Start of SELECTED TEXT

Weak recreational pot sales a drag on Canopy
Quarterly wholesale revenue down 36% from a year earlier
Canopy Growth Corp., the largest cannabis company by market value, plunged on Friday after reporting falling recreational sales. The company also pushed back its target date to reach profitability.
The results appeared to spark investor pessimism about the rest of the cannabis industry, dragging down the shares of peers like Tilray Inc., Cronos Group Inc. and Organigram Holdings Inc.
Canopy’s quarterly revenue from Canadian recreational wholesale — which makes up about a third of total sales — slumped 36 per cent from a year earlier.
Sales to consumers, via Canopy’s retail outlets, rose on an annual basis but fell 14 per cent from the previous quarter.
Canopy’s shares fell 8.05 per cent on Monday to close at $22.26.
The company said it closed its Canadian retail locations late in the period due to the COVID-19 pandemic. It also recorded a net loss for a fifth straight quarter.
The results showed a wider loss and sales decline at a time when most peers are showing improvements, said William Kirk, an analyst with MKM Partners, in a research note.
The coronavirus lockdown has sparked pantry loading, with consumers boosting their use of cannabis, at least in the U.S. market, studies have shown. Canopy also recorded an impairment charge of $743 million as part of the company’s strategic shift that has included cutting 85 jobs, exiting South Africa, shutting a facility in Saskatchewan and ending cultivation in Latin America.
Canopy had previously said it would record a charge of $700 million to $800 million.
Canopy’s U.S. shares plunged as much as 22 per cent to $16.95 on Friday — the most intraday since 2016. That erased the stock’s previous gain of three per cent in 2020 through Thursday’s close.
The company, based in Smiths
Falls, Ont., said sales of gels, oils, beverages, chocolates and vaping products rose — but not enough to offset a decline in raw cannabis and pre-rolled joints.
Canopy also withdrew its previous forecast that it would reach profitability on a consolidated basis in fiscal 2022. It may release new projections in the second half of its current fiscal year, depending on the impact of COVID-19.
Canopy’s peers “have shifted to value-priced segments that have gained notable traction as of late,” Canaccord Genuity analyst Matt Bottomley said in a research note Friday.
Their increases in volume over the prior quarter suggest Canopy is losing market share, he said.
At the start of 2020, Canopy started to sell a new range of products, such as chocolates, beverages and vape products, which analysts had expected to boost revenue.

End of SELECTED TEXT

WORK TO COMPLETE:
[A] In the Canopy sales article, how many jobs did the company's strategic shift cut?
[B] Transcribe part of the Canopy sales article, beginning at the words "Canopy’s shares fell" and stopping after "a research note.".

Start of RECORDED INFORMATION

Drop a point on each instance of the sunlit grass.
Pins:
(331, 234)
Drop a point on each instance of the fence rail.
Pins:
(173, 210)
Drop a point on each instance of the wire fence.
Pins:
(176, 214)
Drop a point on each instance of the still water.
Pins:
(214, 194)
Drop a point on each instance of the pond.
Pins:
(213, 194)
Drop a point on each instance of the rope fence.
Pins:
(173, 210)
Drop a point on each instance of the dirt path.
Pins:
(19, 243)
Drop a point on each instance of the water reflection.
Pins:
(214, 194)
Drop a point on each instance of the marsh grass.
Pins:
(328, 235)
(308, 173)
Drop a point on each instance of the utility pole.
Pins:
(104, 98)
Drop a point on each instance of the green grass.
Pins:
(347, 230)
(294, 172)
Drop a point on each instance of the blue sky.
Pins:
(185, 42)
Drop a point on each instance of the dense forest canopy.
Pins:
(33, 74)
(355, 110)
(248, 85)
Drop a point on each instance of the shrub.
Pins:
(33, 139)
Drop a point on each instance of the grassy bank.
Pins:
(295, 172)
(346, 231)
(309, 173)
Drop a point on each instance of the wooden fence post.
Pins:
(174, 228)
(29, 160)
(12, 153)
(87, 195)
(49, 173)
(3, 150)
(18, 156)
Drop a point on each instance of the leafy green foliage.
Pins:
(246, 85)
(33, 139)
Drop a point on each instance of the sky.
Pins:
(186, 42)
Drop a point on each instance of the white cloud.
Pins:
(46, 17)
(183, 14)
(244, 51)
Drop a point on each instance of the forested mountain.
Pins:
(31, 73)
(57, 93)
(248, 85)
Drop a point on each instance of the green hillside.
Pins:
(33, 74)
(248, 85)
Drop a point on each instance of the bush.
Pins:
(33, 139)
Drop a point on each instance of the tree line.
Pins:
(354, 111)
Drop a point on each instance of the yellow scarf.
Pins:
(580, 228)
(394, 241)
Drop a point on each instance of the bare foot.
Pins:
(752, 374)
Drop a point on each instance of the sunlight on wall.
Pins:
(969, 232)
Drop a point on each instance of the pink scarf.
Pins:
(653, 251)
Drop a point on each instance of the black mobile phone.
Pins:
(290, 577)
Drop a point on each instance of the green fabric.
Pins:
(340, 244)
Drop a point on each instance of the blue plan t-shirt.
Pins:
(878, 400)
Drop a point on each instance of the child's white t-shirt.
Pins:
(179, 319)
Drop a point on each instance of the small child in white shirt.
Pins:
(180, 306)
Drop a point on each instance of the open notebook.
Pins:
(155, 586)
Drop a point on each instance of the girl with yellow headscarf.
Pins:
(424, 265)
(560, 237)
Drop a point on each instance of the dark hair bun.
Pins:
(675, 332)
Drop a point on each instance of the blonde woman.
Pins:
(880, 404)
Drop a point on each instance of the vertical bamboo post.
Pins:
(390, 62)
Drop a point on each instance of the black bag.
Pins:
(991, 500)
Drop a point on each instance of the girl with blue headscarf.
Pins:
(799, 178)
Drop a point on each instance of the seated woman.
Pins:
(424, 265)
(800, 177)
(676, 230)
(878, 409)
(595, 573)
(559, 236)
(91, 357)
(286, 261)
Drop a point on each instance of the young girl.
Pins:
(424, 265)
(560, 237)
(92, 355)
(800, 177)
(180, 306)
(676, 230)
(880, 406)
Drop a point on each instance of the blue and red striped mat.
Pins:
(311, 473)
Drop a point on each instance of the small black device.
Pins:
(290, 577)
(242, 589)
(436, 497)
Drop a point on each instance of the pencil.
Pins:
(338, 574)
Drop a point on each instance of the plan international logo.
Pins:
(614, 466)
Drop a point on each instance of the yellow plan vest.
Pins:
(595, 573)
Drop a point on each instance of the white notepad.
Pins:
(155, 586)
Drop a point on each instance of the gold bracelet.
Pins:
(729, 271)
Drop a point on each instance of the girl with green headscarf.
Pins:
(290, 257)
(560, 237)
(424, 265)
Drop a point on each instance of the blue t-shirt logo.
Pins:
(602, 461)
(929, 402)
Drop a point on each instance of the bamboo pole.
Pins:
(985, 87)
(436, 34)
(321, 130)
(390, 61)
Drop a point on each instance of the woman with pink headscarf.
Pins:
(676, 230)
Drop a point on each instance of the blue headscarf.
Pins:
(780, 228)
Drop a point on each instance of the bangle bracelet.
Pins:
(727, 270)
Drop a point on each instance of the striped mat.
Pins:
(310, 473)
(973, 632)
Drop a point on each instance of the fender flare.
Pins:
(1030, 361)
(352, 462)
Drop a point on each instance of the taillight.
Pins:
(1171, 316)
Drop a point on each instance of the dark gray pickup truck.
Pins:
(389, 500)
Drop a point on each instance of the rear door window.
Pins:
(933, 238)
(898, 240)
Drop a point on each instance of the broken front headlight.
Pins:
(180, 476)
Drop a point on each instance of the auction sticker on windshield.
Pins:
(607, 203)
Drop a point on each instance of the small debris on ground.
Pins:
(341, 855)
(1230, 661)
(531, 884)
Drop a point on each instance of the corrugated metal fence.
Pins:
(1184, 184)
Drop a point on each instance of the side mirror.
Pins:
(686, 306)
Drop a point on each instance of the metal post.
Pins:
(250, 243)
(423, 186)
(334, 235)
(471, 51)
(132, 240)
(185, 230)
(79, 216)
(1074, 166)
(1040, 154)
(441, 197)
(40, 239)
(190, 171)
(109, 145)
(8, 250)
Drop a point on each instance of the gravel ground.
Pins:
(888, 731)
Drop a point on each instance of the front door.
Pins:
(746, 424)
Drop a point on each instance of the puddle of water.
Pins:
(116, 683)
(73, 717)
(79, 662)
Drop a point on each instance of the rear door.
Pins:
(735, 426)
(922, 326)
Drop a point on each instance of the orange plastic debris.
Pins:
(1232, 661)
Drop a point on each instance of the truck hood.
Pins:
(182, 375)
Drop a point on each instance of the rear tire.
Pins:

End of RECORDED INFORMATION

EXERCISE RESULTS:
[A] 85 jobs.

[B]
Canopy’s shares fell 8.05 per cent on Monday to close at $22.26.
The company said it closed its Canadian retail locations late in the period due to the COVID-19 pandemic. It also recorded a net loss for a fifth straight quarter.
The results showed a wider loss and sales decline at a time when most peers are showing improvements, said William Kirk, an analyst with MKM Partners, in a research note.